[EXERCISE INSTRUCTIONS]:
Rewrite the lines below, replacing "innermost spot" with "central spot" and leaving everything else unchanged.

#### SUPPLIED INFORMATION

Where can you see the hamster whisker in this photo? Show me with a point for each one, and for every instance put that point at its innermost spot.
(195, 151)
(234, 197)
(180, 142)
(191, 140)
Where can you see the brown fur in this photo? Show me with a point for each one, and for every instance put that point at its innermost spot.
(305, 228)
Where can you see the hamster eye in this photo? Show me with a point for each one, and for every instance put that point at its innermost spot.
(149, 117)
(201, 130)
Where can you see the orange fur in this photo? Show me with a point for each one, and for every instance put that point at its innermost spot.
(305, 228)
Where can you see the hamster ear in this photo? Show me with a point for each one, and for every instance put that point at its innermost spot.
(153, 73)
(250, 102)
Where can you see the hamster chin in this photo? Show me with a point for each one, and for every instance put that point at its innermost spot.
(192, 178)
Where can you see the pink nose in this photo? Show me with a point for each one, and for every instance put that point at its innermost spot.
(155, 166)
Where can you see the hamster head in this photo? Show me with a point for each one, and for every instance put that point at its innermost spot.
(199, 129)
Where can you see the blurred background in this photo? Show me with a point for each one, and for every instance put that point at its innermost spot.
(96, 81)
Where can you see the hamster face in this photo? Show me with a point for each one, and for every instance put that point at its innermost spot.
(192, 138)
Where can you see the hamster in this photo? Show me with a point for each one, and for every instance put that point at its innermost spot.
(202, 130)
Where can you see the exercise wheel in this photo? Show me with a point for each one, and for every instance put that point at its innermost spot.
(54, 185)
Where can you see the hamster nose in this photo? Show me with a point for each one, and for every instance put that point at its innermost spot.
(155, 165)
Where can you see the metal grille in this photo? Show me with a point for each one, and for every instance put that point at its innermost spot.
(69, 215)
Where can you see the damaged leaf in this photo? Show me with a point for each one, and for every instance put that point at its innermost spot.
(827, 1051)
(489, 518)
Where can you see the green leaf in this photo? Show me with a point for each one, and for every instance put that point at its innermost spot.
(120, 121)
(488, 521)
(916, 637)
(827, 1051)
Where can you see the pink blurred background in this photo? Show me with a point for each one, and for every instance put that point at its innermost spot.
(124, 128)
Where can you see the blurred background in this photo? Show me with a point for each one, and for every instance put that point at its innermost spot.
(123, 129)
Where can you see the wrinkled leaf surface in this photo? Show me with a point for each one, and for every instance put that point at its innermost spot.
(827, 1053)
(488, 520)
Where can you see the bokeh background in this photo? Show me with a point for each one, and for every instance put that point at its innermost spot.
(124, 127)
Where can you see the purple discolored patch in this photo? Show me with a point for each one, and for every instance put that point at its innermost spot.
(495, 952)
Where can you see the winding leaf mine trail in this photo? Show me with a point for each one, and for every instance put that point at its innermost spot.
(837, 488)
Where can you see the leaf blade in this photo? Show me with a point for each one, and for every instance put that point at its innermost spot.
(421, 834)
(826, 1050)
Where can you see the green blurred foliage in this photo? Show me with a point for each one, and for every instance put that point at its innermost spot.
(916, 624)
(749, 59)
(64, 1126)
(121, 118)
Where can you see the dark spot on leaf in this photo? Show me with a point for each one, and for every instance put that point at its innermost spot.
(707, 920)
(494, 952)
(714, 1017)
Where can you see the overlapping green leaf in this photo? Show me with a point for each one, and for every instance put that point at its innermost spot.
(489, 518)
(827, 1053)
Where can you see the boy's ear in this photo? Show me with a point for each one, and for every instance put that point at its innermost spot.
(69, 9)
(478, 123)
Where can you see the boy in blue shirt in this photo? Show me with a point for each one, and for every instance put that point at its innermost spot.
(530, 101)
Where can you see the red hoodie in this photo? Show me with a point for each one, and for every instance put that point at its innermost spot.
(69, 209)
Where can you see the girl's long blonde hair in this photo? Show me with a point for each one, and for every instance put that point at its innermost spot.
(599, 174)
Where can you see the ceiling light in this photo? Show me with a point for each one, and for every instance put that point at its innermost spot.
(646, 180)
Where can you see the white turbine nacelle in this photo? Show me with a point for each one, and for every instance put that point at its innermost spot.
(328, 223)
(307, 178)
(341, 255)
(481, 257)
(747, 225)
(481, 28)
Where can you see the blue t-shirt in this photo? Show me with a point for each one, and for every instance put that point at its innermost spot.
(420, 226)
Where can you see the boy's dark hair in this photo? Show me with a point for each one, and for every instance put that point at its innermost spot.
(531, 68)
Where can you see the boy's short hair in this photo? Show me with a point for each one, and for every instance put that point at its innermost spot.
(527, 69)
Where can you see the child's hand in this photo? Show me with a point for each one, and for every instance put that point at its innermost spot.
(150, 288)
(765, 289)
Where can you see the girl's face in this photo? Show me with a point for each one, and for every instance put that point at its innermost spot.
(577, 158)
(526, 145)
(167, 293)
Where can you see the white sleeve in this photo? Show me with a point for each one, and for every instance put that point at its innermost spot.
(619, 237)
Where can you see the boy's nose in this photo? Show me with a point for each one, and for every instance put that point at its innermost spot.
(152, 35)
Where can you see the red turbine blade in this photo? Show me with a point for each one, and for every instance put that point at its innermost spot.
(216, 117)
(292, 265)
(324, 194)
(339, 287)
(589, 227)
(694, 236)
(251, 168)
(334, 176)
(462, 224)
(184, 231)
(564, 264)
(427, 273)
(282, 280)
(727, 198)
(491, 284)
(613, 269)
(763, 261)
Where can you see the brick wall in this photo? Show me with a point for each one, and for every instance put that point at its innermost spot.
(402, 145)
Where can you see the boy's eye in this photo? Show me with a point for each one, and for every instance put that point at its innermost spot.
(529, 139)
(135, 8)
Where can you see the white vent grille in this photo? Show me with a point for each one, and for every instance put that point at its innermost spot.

########

[ANSWER IN FULL]:
Where can you see the hamster whisker in this photo? Show me with a point for each one, and for every instance put that point at its central spot.
(195, 151)
(234, 197)
(180, 142)
(191, 140)
Where can you see the brown fur in this photo? Show me with a point for each one, and for every instance put that point at its central spot.
(305, 228)
Where can you see the hamster eye in this photo? Show me with a point for each one, and for every instance put that point at its central spot.
(149, 117)
(201, 130)
Where can you see the orange fur in this photo? Show me with a point for each one, and for every instance put that point at its central spot.
(305, 228)
Where can you see the hamster ear in this photo? Show me with a point for each one, and for every instance put that point at its central spot.
(153, 73)
(250, 102)
Where can you see the hamster chin in this photo? Show me with a point for each one, and for every instance put that point at its central spot.
(192, 178)
Where can you see the pink nose in this photo? Show me with a point for each one, and for every instance put that point at its central spot.
(155, 166)
Where can you see the hamster head in this photo? Show me with a point for each one, and for every instance put that point at its central spot.
(199, 129)
Where can you see the blurred background in this photo? Show me with a point for each one, and for every instance put that point at its central spot.
(96, 81)
Where can you see the hamster face in this photo? Show me with a point for each one, and for every instance put that point at its central spot.
(192, 138)
Where can you see the hamster in this photo? Show me with a point for each one, and for every instance put that point at its central spot.
(202, 130)
Where can you see the exercise wheel in this photo? Show me with a point for each one, and for every instance put that point at its central spot.
(54, 185)
Where can you see the hamster nose in this photo? Show me with a point for each one, and for every instance put that point at its central spot.
(155, 165)
Where can you see the metal grille in this photo? Show me with a point for each one, and for every instance put that point at its central spot.
(69, 215)
Where can you see the damaged leaf in this photo? Show me with a point for each one, and for every instance put that point at its central spot.
(827, 1051)
(489, 518)
Where can you see the green leaf in this photo? Show me with a point for each one, and for every instance put that point at its central spot.
(120, 121)
(488, 521)
(916, 637)
(827, 1051)
Where can you see the pink blurred background in this photo? Show me with a point for each one, and for every instance put that point at its central spot.
(124, 128)
Where can you see the blurred background in this photo? Show me with a point for each one, and for every instance put that point at its central spot.
(123, 129)
Where can you see the wrinkled leaf surface in this photo? Show me with a point for each one, and for every instance put that point at its central spot.
(827, 1053)
(488, 520)
Where can you see the bokeh background in this photo? Show me with a point for each one, and for every instance put that point at its central spot.
(124, 127)
Where can you see the purple discolored patch in this photo? Show me with a point for each one, and for every instance put that point at its central spot.
(495, 952)
Where can you see the winding leaf mine trail in this photo? Show me with a point for each one, and for every instance put that point at its central spot.
(837, 488)
Where can you see the leaf blade in this photo? Show me with a point for each one, and for every instance put that point at its central spot.
(421, 834)
(826, 1050)
Where can you see the green blurred foliage in this photo? Show me with a point for each one, and for every instance put that point at its central spot.
(916, 624)
(749, 59)
(64, 1126)
(121, 118)
Where can you see the dark spot on leaf in this photo? Show me with a point for each one, and for every instance put that point at its central spot.
(707, 920)
(494, 952)
(714, 1017)
Where can you see the overlapping green leaf in this photo? Show me with a point for each one, and for every instance put that point at its central spot.
(489, 518)
(827, 1053)
Where can you see the boy's ear in this photo? Show me with a point for each one, and for every instance put that point at its central spot.
(69, 9)
(478, 123)
Where can you see the boy in blue shirt in this photo? Show me with a point for each one, and for every instance put that point at its central spot.
(530, 101)
Where can you see the red hoodie in this photo? Show me with a point for each one, and for every instance put that point at its central spot.
(69, 209)
Where can you see the girl's long blonde hair in this photo? Show me with a point for each one, and for every instance put that point at its central spot.
(599, 174)
Where can you see the ceiling light in this photo? Show me with a point for each one, and for every instance put that point at its central spot.
(646, 180)
Where can you see the white turbine nacelle in this photo? Show me with a point for each one, and for every instance put that point at its central spot.
(328, 223)
(307, 178)
(341, 255)
(481, 257)
(747, 225)
(481, 28)
Where can you see the blue t-shirt in this photo? Show me with a point for each one, and for every instance put that point at its central spot.
(420, 226)
Where can you see the boy's dark hair in this photo? Show me with a point for each one, and for every instance put that point at its central spot.
(531, 68)
Where can you see the boy's short hair in this photo? Show me with a point for each one, and for every instance put that point at its central spot.
(527, 69)
Where can you see the child's hand in this photo? Show me with a point for each one, and for every instance put that point at its central spot.
(150, 288)
(765, 289)
Where can you see the girl's face in this photo? Show me with a point for each one, and for every instance put that point at its central spot.
(577, 158)
(526, 145)
(167, 293)
Where can you see the white sleeve in this photo? Show me with a point for each one, and for every instance put that point at its central spot.
(619, 237)
Where can you see the boy's nose in this photo? Show me with a point for each one, and for every instance put that point at its central spot.
(152, 35)
Where can you see the red turbine blade in this photo? Show me with a point for each one, and for every instance put that point at its central spot.
(216, 117)
(292, 265)
(324, 194)
(339, 287)
(589, 227)
(694, 236)
(251, 168)
(334, 176)
(462, 224)
(184, 231)
(564, 264)
(427, 273)
(282, 280)
(727, 198)
(491, 284)
(613, 269)
(763, 261)
Where can you see the brick wall in this photo? Show me with a point for each one, and for every instance put that point at its central spot.
(402, 145)
Where can you see the boy's eye in this photo? Show me with a point for each one, and for every instance put that point at its central spot.
(529, 139)
(135, 8)
Where can you see the white vent grille in this photo? Show me with a point for each one, and for every instance put that point at its central spot.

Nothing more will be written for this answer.